● **Task to complete**
Please copy the rows below word for word, from the line that contains "(format x=98, y=223)" through the line that contains "x=120, y=146", including both of those lines. Leave the pictures out of your copy.

----- Data lines

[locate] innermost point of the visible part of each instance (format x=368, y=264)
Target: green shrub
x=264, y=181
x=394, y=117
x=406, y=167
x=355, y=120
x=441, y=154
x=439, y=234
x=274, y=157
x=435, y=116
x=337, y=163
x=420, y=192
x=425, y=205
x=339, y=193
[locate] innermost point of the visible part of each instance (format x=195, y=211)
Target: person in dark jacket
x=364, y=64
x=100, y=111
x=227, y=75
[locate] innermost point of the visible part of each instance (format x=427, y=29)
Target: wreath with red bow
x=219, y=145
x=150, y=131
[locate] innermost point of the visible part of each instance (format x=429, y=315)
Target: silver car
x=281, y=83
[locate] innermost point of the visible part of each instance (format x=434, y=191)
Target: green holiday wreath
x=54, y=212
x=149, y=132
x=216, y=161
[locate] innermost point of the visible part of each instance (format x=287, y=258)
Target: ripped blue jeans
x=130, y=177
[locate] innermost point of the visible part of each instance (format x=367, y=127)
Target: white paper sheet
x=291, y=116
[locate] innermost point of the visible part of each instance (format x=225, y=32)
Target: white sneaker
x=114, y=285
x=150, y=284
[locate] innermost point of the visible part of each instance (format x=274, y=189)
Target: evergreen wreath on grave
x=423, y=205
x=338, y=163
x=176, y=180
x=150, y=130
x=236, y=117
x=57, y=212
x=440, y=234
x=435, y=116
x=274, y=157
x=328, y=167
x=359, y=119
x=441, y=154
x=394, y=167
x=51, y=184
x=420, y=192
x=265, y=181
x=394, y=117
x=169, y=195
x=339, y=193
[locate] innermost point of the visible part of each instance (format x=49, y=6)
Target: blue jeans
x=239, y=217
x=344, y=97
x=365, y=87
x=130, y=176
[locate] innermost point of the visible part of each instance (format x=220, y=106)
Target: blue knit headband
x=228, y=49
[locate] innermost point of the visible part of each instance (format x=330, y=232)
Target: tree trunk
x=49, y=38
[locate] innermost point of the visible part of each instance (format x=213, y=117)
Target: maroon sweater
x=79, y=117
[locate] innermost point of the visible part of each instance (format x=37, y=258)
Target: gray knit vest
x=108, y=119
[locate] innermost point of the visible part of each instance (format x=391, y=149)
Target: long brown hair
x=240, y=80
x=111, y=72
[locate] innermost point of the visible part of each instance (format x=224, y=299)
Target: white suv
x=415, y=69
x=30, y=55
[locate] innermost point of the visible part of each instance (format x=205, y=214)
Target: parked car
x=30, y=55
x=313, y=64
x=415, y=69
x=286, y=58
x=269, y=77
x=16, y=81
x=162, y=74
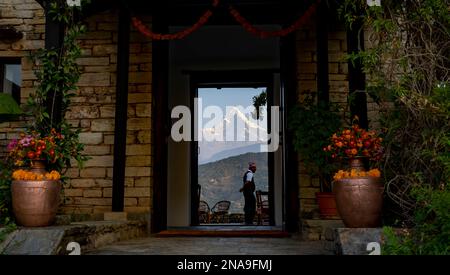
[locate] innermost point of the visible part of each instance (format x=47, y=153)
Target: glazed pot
x=327, y=204
x=35, y=203
x=359, y=201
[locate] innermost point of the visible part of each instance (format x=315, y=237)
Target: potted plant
x=35, y=192
x=38, y=160
x=311, y=125
x=359, y=193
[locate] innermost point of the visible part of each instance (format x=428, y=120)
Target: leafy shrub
x=312, y=125
x=431, y=235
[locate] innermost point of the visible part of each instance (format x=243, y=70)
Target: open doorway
x=211, y=62
x=225, y=151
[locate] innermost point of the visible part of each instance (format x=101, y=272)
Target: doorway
x=221, y=60
x=230, y=134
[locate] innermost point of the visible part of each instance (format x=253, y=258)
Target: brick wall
x=93, y=108
x=307, y=83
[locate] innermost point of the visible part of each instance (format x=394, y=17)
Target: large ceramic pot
x=35, y=203
x=359, y=201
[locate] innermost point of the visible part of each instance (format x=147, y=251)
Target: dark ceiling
x=186, y=12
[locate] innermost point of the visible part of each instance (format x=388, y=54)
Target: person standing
x=248, y=189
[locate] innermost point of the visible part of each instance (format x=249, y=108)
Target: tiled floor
x=214, y=246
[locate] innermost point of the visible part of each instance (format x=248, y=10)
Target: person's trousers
x=250, y=209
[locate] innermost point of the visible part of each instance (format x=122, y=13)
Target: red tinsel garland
x=179, y=35
x=237, y=16
x=264, y=34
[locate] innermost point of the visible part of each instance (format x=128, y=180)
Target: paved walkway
x=214, y=246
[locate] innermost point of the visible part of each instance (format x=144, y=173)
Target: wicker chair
x=204, y=212
x=220, y=211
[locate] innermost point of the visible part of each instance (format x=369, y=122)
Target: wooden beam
x=323, y=86
x=120, y=134
x=289, y=89
x=161, y=128
x=356, y=76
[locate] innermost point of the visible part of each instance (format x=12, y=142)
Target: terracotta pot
x=357, y=163
x=327, y=204
x=35, y=203
x=359, y=201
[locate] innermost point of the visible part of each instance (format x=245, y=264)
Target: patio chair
x=204, y=212
x=220, y=211
x=262, y=207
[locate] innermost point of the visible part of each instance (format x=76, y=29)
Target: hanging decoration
x=236, y=15
x=264, y=34
x=179, y=35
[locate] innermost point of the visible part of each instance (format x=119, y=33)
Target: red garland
x=264, y=34
x=179, y=35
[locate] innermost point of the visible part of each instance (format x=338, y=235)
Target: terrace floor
x=214, y=246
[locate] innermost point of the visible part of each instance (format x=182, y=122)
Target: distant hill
x=221, y=180
x=233, y=152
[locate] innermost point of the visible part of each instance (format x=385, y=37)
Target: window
x=11, y=77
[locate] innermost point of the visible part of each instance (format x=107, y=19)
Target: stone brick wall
x=93, y=110
x=307, y=84
x=26, y=16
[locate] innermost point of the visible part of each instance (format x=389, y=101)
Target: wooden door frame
x=229, y=79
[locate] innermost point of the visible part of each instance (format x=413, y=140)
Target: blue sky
x=228, y=96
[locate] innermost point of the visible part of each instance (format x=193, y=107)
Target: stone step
x=53, y=240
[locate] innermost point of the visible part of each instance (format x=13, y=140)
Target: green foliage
x=57, y=74
x=431, y=235
x=9, y=228
x=312, y=125
x=259, y=101
x=8, y=105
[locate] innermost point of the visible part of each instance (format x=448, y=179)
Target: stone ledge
x=318, y=229
x=354, y=241
x=53, y=240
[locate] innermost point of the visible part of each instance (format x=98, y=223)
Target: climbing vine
x=407, y=61
x=57, y=74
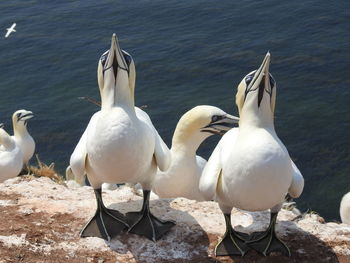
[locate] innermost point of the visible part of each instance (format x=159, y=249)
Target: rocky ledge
x=41, y=220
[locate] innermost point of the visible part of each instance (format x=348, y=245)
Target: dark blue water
x=187, y=53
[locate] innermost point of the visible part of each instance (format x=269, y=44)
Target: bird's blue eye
x=104, y=58
x=127, y=58
x=272, y=81
x=216, y=118
x=249, y=78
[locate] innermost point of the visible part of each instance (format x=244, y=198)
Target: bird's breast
x=257, y=173
x=120, y=146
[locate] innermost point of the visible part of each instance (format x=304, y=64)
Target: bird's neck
x=20, y=131
x=119, y=95
x=254, y=116
x=6, y=140
x=187, y=142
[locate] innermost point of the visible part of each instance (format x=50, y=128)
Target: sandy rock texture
x=41, y=220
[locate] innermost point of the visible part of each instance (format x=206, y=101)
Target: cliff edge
x=41, y=221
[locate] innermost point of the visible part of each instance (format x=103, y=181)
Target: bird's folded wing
x=78, y=157
x=210, y=175
x=297, y=185
x=161, y=151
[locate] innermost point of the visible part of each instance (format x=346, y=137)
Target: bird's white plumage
x=120, y=143
x=250, y=168
x=182, y=177
x=345, y=209
x=77, y=170
x=21, y=135
x=10, y=30
x=11, y=157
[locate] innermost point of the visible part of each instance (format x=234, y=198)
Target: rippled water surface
x=187, y=53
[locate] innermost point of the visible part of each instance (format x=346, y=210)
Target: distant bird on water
x=11, y=157
x=10, y=30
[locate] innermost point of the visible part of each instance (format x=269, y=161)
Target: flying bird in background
x=10, y=30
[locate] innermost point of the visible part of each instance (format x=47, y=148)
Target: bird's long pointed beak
x=28, y=115
x=115, y=57
x=259, y=74
x=222, y=126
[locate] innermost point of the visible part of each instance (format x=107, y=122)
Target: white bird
x=21, y=135
x=345, y=209
x=11, y=157
x=250, y=168
x=122, y=146
x=10, y=30
x=182, y=177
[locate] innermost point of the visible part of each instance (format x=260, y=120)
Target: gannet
x=11, y=157
x=121, y=146
x=21, y=135
x=345, y=209
x=182, y=177
x=10, y=30
x=250, y=168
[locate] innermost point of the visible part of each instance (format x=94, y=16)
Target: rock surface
x=41, y=220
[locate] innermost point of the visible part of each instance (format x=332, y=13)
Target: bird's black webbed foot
x=145, y=224
x=267, y=241
x=106, y=223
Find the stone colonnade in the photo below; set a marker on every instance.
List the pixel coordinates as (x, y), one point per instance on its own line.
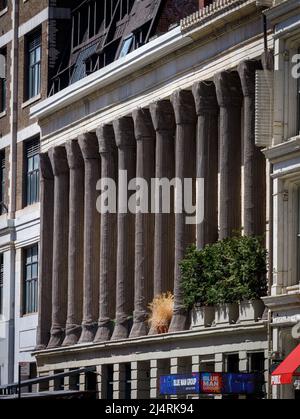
(98, 273)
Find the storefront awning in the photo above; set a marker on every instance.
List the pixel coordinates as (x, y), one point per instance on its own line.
(286, 370)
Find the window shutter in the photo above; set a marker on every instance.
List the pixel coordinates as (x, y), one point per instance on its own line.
(264, 108)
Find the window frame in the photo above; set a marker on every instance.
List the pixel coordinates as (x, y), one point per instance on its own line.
(33, 69)
(30, 304)
(3, 208)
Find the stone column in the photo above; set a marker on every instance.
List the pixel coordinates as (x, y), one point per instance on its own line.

----------

● **Written answer**
[locate] innermost point of the visible part of each instance (format x=98, y=223)
Target: climbing vine
x=407, y=61
x=57, y=74
[locate] innermost point of the visible part of each instance (format x=159, y=249)
Target: rocky ledge
x=41, y=220
[locate] innermost point of the visible part of each instance (format x=348, y=245)
Target: dark blue water
x=187, y=53
[locate] innermost point of the visible part of each instance (format x=269, y=44)
Target: bird's blue eye
x=104, y=58
x=127, y=58
x=272, y=81
x=216, y=118
x=249, y=78
[locate] innermost point of the visible part of each instance (format x=244, y=198)
Target: bird's breast
x=257, y=173
x=120, y=146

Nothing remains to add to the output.